Prompt >>
List the scholars named in the article about FARMS defending Michael McLean songs who are defending the songs' historicity.

Study text >>
**********
Wednesday, March 21, 2012

FARMS Vigorously Defends Michael McLean Songs

By Stephen Carter XII

NEW PROVO, MARS—In a special issue of the FARMS Review (August 2231), Mormon scholars Michael J. Wash, Robert Q. Humbling, and Horace H. Snedvet are defending the historicity of certain ancient Michael McLean songs (some over 200 years old) which were recently the subject of attack by anti-Mormon sources. The sources claim that some of the most inspirational songs attributed to McLean could not have originated in the 1980s and 90s, rather, they are forgeries perpetuated by a later musician attempting to satirize late 20th century Mormonism.

The FARMS scholars, from the BYU-Mars campus, muster archeological, literary, and prophetic evidence to support their arguments.

Wash’s article describes video cassettes unearthed from deep within LDS Church archives containing evidence of two contested McLean songs, "You're Not Alone," and "Together Forever."

Though some of the videos had suffered extensive damage, a team of experts was able to decipher evidence of mullets, poofy bangs, and leg warmers; "all incontrovertible evidence that the songs were indeed produced during the 1980s and not at some later date by a McLean imposter," Wash declares.
**********
Data shown >>
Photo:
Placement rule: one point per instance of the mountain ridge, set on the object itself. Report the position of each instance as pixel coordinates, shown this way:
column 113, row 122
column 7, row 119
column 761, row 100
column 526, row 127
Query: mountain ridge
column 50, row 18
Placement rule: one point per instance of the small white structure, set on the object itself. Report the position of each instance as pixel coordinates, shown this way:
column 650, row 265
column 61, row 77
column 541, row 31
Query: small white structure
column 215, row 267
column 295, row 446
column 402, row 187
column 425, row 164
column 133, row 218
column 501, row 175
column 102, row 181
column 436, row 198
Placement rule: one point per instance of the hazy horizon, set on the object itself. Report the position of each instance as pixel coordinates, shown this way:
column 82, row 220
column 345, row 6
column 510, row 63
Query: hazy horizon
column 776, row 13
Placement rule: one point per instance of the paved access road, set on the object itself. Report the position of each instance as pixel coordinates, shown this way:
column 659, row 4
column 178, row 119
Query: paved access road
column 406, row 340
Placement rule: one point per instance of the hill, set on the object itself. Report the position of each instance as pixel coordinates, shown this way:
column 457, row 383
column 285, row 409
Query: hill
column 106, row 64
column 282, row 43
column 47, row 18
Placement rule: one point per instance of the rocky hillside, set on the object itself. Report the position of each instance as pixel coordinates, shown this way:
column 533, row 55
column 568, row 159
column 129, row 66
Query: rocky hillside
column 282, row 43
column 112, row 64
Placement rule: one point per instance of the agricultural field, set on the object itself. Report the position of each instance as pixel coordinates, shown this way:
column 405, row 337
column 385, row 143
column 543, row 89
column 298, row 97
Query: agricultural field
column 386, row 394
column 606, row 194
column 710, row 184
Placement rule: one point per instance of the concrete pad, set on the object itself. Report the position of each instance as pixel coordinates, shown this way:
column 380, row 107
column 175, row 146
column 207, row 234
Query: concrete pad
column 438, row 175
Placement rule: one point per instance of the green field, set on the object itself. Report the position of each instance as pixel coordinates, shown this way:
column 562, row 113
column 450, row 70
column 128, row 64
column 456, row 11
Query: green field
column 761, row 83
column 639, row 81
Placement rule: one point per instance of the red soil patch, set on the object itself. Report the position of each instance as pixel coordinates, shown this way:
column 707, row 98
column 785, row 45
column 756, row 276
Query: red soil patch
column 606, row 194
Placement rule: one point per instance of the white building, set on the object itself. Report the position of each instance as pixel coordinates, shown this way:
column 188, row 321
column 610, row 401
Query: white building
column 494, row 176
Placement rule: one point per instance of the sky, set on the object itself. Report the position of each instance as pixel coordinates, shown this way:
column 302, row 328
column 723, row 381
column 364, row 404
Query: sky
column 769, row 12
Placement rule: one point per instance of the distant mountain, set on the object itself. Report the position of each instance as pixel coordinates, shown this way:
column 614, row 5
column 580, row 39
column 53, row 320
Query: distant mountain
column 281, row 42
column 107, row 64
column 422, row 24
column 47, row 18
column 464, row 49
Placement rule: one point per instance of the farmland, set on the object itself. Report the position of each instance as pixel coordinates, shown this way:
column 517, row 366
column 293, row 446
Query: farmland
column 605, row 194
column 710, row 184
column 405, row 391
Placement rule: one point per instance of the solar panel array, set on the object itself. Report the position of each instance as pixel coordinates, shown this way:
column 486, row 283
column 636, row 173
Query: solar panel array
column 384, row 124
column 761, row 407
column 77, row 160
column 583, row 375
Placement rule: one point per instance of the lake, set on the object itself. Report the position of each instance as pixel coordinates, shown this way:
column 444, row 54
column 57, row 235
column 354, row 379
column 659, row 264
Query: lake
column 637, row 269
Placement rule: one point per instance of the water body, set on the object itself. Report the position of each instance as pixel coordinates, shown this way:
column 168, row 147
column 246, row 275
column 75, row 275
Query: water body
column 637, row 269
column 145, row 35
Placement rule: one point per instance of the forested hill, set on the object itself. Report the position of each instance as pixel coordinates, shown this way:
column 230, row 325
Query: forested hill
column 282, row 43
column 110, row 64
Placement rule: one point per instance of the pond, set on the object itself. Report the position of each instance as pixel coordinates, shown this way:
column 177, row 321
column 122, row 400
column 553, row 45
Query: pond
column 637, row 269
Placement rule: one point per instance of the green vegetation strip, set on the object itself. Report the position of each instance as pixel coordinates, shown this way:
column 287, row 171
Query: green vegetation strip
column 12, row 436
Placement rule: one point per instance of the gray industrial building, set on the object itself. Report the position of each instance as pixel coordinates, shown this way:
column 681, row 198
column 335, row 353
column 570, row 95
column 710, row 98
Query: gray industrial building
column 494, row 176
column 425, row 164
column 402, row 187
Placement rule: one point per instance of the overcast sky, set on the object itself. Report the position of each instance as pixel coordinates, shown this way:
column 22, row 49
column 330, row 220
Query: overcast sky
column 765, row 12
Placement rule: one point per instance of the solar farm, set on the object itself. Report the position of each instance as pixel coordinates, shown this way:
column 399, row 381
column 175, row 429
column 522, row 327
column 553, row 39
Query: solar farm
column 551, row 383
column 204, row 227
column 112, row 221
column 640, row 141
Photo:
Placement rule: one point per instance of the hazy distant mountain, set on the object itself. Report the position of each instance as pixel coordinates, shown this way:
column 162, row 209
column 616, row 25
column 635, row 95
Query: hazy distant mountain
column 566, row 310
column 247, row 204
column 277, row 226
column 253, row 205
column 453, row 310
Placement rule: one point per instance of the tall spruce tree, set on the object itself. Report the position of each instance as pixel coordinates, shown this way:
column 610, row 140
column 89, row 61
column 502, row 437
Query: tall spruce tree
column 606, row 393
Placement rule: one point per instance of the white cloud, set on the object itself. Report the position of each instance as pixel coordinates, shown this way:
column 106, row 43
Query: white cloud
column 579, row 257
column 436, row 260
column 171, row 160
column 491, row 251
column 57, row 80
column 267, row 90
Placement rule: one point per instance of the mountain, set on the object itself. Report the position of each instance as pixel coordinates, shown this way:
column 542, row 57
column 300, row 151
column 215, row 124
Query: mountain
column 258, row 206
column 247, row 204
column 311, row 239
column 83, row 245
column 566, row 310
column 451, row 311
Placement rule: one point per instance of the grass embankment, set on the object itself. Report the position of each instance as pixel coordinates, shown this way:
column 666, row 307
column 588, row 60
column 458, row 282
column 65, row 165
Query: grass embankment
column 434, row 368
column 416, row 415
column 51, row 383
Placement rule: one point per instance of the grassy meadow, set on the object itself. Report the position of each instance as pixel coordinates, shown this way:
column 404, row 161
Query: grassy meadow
**********
Expected answer >>
Michael J. Wash, Robert Q. Humbling, Horace H. Snedvet